**EXERCISE MATERIAL:**
========

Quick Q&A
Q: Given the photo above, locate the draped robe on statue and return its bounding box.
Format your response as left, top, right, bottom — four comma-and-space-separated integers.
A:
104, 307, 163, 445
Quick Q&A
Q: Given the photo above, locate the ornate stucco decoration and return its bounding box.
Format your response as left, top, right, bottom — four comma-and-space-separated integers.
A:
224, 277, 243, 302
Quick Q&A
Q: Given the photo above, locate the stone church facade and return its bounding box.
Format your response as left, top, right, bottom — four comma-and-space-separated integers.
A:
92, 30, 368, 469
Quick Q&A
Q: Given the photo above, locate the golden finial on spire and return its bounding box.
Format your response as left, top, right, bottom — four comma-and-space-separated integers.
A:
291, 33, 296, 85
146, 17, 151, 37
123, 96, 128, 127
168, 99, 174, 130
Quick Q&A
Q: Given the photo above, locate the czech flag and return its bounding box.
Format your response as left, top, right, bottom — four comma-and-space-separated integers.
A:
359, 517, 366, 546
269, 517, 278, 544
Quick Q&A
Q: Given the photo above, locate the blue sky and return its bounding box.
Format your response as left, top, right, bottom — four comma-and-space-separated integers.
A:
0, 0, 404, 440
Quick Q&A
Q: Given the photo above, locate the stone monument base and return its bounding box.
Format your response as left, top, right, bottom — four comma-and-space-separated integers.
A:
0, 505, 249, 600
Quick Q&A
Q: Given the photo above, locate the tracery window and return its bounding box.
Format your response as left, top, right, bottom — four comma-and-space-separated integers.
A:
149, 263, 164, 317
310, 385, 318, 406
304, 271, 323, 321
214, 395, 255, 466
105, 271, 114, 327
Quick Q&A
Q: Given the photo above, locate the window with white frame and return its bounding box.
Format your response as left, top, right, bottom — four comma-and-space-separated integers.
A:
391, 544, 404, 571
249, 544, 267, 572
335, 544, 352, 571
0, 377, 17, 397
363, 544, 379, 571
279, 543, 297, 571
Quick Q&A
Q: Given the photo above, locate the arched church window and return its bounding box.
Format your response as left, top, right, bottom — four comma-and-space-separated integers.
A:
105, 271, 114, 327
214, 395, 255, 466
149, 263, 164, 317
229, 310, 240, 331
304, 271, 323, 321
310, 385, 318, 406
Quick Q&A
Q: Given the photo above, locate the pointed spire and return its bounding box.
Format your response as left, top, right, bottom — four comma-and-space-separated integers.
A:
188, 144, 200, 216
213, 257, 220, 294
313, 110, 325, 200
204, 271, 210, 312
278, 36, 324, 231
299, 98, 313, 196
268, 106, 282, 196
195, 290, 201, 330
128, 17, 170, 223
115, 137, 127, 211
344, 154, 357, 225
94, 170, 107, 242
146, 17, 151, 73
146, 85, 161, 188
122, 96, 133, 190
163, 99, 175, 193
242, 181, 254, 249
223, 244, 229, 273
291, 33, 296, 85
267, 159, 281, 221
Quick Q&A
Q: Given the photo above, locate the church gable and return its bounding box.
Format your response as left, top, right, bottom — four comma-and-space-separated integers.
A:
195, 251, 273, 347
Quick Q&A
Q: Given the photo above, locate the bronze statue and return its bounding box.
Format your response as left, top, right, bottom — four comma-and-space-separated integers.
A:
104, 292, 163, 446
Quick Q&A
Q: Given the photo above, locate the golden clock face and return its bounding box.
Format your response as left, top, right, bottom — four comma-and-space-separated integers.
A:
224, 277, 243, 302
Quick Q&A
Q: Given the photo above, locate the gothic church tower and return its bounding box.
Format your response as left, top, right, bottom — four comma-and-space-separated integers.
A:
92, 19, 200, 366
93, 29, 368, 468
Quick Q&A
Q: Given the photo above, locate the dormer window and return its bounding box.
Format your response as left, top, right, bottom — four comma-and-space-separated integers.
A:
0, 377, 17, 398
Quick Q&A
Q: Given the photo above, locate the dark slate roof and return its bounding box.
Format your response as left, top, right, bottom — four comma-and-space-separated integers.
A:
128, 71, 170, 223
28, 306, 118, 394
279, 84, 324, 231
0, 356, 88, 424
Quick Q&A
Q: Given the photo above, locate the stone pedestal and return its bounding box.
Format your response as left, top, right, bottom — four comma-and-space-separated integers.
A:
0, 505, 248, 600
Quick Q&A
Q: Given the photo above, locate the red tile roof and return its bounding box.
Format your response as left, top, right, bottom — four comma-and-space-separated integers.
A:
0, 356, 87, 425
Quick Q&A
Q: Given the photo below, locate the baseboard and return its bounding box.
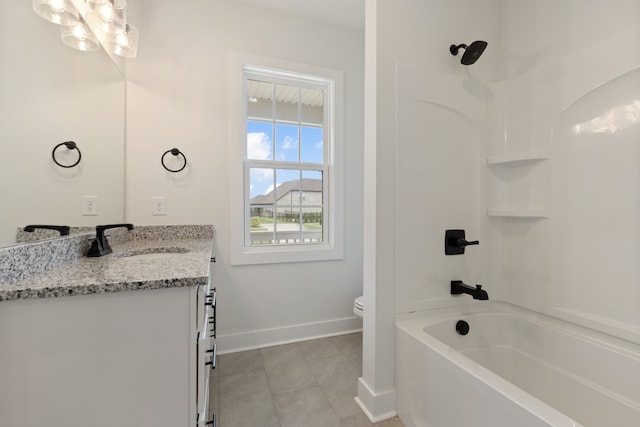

========

**SET EXERCISE:** Recast the rows above as a numbered list, from the first line through the line containing "104, 307, 163, 445", with both ends included and blank lines omitted.

**ANSWER TO THIS PROBLEM:**
1. Quick Q&A
2. Q: Given the photo above, locate the draped robe on statue and return its bounding box.
3. Format your response as left, top, right, bottom — four comma-and-space-separated integers.
4. A:
5. 104, 307, 163, 445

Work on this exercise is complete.